## RECORDED INFORMATION
**********
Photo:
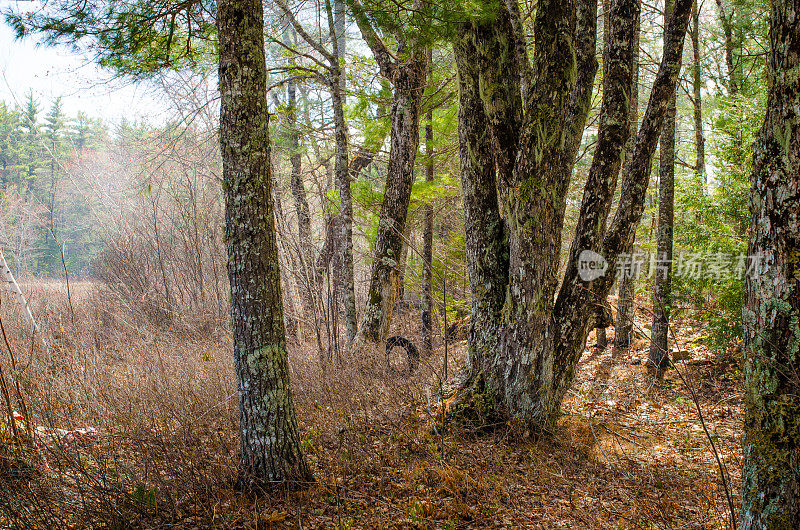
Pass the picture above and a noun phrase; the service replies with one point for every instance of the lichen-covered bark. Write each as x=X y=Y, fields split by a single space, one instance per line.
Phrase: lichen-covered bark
x=658 y=357
x=486 y=249
x=626 y=302
x=771 y=315
x=576 y=303
x=270 y=443
x=408 y=76
x=427 y=244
**********
## EXERCISE DIRECTIONS
Locate each line in the rows above that contains the string "bark", and copy those lines. Matching is case-sensitive.

## TASK SOLUTION
Pass the picture above and a noun phrase; the service replies with one point for every instance of the lichen-covered bark. Write each as x=X y=Y, fields split by a single space, one instance per line.
Phrase: lichen-covered bark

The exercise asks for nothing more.